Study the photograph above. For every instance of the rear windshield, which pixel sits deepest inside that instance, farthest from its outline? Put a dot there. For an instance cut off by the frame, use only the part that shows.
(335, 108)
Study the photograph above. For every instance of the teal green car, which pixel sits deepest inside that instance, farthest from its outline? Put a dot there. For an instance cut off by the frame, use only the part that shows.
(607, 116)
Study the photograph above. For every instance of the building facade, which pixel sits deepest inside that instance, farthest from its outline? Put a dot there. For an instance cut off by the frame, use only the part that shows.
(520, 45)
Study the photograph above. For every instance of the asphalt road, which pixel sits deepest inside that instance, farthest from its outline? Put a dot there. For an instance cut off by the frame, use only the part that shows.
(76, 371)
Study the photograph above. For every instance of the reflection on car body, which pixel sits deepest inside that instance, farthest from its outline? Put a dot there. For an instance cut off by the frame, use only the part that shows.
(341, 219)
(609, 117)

----------------

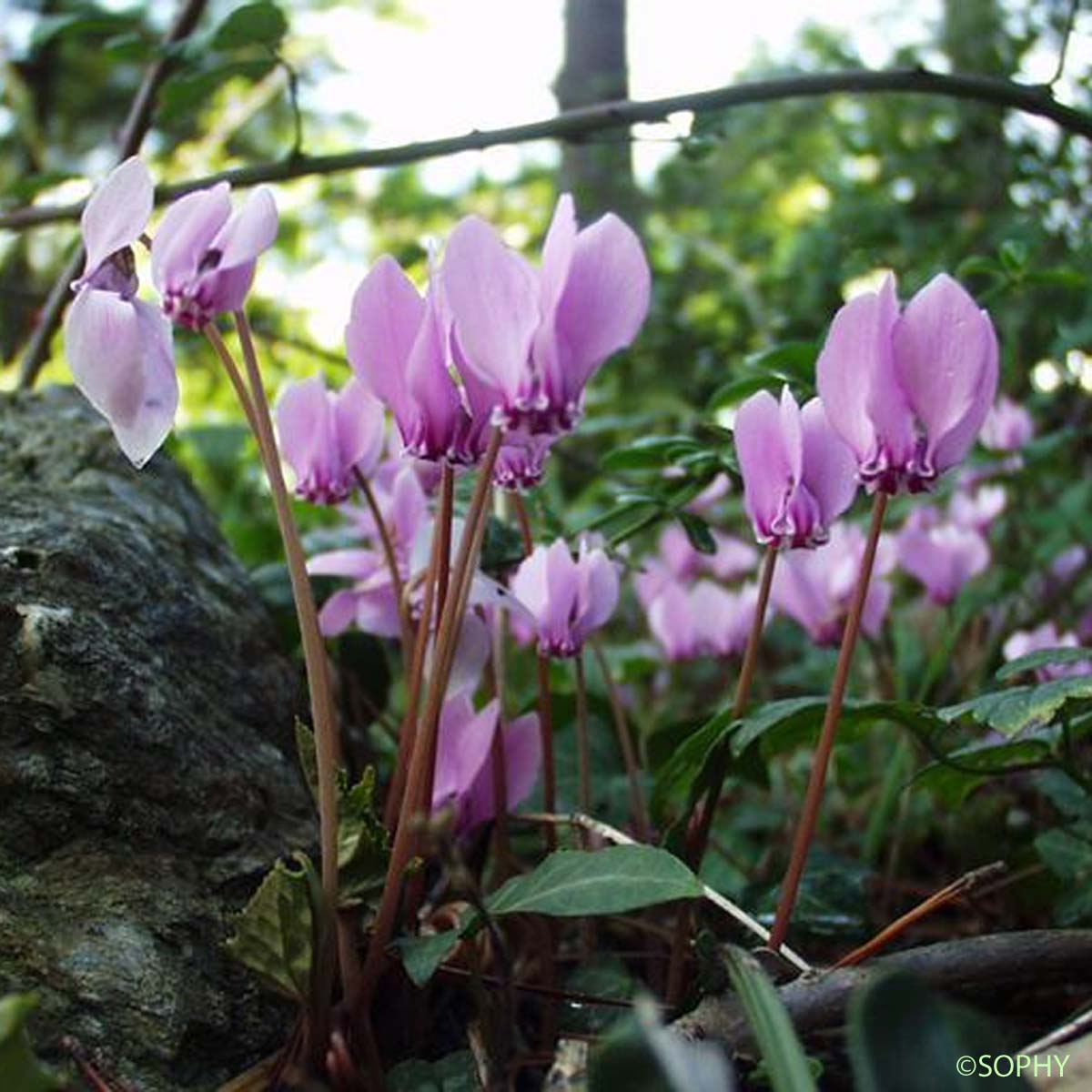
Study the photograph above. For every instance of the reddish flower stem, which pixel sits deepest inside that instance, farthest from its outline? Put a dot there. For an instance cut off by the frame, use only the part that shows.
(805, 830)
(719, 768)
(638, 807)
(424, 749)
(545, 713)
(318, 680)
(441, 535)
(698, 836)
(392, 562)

----------------

The exercise
State how many lines of the data above contain the word "there". Give only the number.

In response
6